TASK SET
1 – In the notes on open LLM training recipes, what three strategies make up post training?
2 – Repeat the part of the notes on open LLM training recipes that opens with the words containing "Overview of open" and closes with "of legal conflicts.".

━━━ EXTRACTED TEXT

It’s critical for research that there be open frontier models with training process that is transparent and reproducible. Ai2 has produced produced open pretrained LLMs: OLMo, OLMo2, OLMoE and an open post-training process called Tulu. HH’s talk is on open recipes for training LLMs and reasoning models.

Overview of open recipe for training LLMs and reasoning models

Data curation

Training sets for proprietary models are kept secret, not least due to use of copyrighted material. Open models require a training set free of legal conflicts.

Open post training recipe

Post training consists of three strategies - instruction fine-tuning, preference tuning (RLHF or RLAIF), and reinforcement learning with verifiable feedback (RLVF).

Preference tuning

Preference tuning takes a base model oriented to document completion and improves its ability to follow instructions, hold a conversation, and perform reasoning tasks.

━━━━━━
━━━ DATASET CONTENT

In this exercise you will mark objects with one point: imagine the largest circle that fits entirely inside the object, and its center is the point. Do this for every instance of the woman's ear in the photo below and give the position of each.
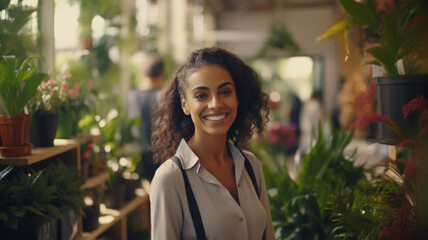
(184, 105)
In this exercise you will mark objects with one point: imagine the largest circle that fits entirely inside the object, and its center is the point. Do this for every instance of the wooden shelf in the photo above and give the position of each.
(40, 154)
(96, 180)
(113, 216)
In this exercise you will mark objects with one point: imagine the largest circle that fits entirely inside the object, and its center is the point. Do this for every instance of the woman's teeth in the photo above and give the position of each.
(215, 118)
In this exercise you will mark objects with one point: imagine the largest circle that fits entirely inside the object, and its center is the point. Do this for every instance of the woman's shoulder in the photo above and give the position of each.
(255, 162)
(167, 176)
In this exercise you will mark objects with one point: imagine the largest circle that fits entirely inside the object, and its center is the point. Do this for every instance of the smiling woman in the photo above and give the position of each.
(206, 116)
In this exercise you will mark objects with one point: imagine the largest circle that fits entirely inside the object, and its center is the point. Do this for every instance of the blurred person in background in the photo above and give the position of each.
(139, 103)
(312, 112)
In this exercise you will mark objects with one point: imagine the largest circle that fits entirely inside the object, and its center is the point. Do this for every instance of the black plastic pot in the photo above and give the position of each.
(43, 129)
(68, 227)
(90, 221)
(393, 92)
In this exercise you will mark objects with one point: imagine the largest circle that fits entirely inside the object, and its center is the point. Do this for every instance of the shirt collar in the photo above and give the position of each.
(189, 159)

━━━━━━
━━━ DATASET CONTENT

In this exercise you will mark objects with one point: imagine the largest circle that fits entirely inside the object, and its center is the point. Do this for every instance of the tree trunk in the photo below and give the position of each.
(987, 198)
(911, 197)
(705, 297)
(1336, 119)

━━━━━━

RESULTS FOR THE EXERCISE
1 – Instruction fine-tuning, preference tuning (RLHF or RLAIF), and reinforcement learning with verifiable feedback (RLVF).

2 –
Overview of open recipe for training LLMs and reasoning models

Data curation

Training sets for proprietary models are kept secret, not least due to use of copyrighted material. Open models require a training set free of legal conflicts.